#### WORK TO DO
Print all of the material below line for line, with no changes.

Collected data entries
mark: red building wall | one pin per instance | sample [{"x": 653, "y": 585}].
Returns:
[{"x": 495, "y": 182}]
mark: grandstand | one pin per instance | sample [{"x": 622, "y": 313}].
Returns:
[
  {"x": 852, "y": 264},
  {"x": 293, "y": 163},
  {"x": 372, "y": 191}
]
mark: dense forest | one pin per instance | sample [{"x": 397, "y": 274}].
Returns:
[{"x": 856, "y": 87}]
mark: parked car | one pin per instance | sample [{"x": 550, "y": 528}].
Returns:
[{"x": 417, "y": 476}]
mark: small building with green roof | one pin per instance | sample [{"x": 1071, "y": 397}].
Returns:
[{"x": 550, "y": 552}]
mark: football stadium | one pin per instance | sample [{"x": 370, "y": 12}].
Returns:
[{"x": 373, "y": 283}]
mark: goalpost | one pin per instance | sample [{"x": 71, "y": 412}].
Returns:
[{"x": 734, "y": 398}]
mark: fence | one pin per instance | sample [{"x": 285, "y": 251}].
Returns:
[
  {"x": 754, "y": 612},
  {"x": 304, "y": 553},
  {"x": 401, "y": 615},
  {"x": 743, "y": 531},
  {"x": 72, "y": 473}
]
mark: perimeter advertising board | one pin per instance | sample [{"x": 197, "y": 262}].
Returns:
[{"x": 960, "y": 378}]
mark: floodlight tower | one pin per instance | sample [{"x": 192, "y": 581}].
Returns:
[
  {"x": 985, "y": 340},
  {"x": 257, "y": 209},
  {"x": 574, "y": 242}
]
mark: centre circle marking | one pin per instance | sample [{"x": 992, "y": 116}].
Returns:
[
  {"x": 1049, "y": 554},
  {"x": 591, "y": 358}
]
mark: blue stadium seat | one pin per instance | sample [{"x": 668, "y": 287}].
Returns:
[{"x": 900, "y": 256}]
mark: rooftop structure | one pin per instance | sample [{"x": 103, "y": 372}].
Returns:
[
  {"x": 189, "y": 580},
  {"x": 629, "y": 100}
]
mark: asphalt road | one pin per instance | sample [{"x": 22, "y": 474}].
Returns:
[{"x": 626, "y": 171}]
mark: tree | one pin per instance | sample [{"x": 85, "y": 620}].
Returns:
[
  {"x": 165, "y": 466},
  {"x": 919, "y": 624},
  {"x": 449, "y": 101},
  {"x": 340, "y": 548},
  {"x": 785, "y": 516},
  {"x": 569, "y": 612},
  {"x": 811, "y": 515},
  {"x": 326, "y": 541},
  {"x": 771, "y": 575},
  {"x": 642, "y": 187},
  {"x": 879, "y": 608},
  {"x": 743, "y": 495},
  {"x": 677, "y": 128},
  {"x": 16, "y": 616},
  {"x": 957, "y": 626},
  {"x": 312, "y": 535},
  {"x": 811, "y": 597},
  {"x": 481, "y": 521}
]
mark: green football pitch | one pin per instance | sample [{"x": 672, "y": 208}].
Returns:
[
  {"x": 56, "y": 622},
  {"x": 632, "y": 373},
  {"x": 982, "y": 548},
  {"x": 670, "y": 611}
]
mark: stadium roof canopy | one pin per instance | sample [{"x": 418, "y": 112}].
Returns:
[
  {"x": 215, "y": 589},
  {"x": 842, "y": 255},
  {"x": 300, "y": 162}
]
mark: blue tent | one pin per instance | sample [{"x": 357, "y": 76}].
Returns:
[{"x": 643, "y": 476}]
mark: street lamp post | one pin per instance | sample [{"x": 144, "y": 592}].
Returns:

#### TASK OUTPUT
mark: red building wall | one pin per instance | sample [{"x": 653, "y": 585}].
Returns:
[{"x": 495, "y": 182}]
mark: grandstand | one pin per instance | sample [{"x": 622, "y": 313}].
Returns:
[
  {"x": 852, "y": 264},
  {"x": 293, "y": 163},
  {"x": 372, "y": 191}
]
mark: dense forest | one pin per instance | sample [{"x": 397, "y": 274}].
Returns:
[{"x": 856, "y": 87}]
mark: parked car | one pin per instance | sample [{"x": 550, "y": 528}].
Returns:
[{"x": 417, "y": 476}]
mark: small building with green roof | one pin per instance | sample [{"x": 1071, "y": 397}].
Returns:
[{"x": 550, "y": 552}]
mark: football stadium | one pin per instance | sample [{"x": 370, "y": 12}].
Returns:
[{"x": 373, "y": 283}]
mark: goalpost | one pin per instance | sample [{"x": 71, "y": 412}].
Returns:
[{"x": 734, "y": 398}]
mark: fence | one pin per instance | sample [{"x": 285, "y": 251}].
Returns:
[
  {"x": 754, "y": 612},
  {"x": 304, "y": 553},
  {"x": 401, "y": 615},
  {"x": 743, "y": 531},
  {"x": 72, "y": 473}
]
mark: perimeter advertising board | one pin per instance | sample [{"x": 197, "y": 262}].
Returns:
[{"x": 960, "y": 378}]
mark: floodlight tower | one pin per instance | sample [{"x": 192, "y": 581}].
Returns:
[
  {"x": 985, "y": 340},
  {"x": 257, "y": 209},
  {"x": 574, "y": 242}
]
mark: centre circle marking | one pin per instance | sample [{"x": 992, "y": 116}].
Returns:
[
  {"x": 1049, "y": 554},
  {"x": 591, "y": 358}
]
mark: blue stadium seat | one pin per instance | sample [{"x": 668, "y": 287}].
Returns:
[{"x": 900, "y": 256}]
mark: rooftop structure | one pin per instance | sample [{"x": 103, "y": 372}].
Returns:
[
  {"x": 189, "y": 580},
  {"x": 629, "y": 100}
]
mark: asphalt road | one pin per instance | sample [{"x": 22, "y": 474}].
Returns:
[{"x": 626, "y": 171}]
mark: tree | one pin per instance | sample [{"x": 85, "y": 620}].
Returns:
[
  {"x": 165, "y": 466},
  {"x": 919, "y": 624},
  {"x": 449, "y": 101},
  {"x": 340, "y": 548},
  {"x": 785, "y": 516},
  {"x": 569, "y": 612},
  {"x": 811, "y": 515},
  {"x": 326, "y": 541},
  {"x": 771, "y": 575},
  {"x": 642, "y": 187},
  {"x": 879, "y": 608},
  {"x": 743, "y": 495},
  {"x": 677, "y": 128},
  {"x": 16, "y": 616},
  {"x": 957, "y": 626},
  {"x": 312, "y": 535},
  {"x": 811, "y": 597},
  {"x": 481, "y": 521}
]
mark: green football pitch | one pin per instance | sample [{"x": 672, "y": 208}].
Returns:
[
  {"x": 56, "y": 622},
  {"x": 632, "y": 373},
  {"x": 982, "y": 548},
  {"x": 670, "y": 611}
]
mark: stadium roof canopy | one pin per instance | sample [{"x": 418, "y": 112}].
Returns:
[
  {"x": 215, "y": 589},
  {"x": 842, "y": 255},
  {"x": 300, "y": 162}
]
mark: blue tent | one pin per instance | sample [{"x": 357, "y": 76}].
Returns:
[{"x": 643, "y": 476}]
mark: street lamp post | one pin per instance | sample [{"x": 144, "y": 592}].
Returns:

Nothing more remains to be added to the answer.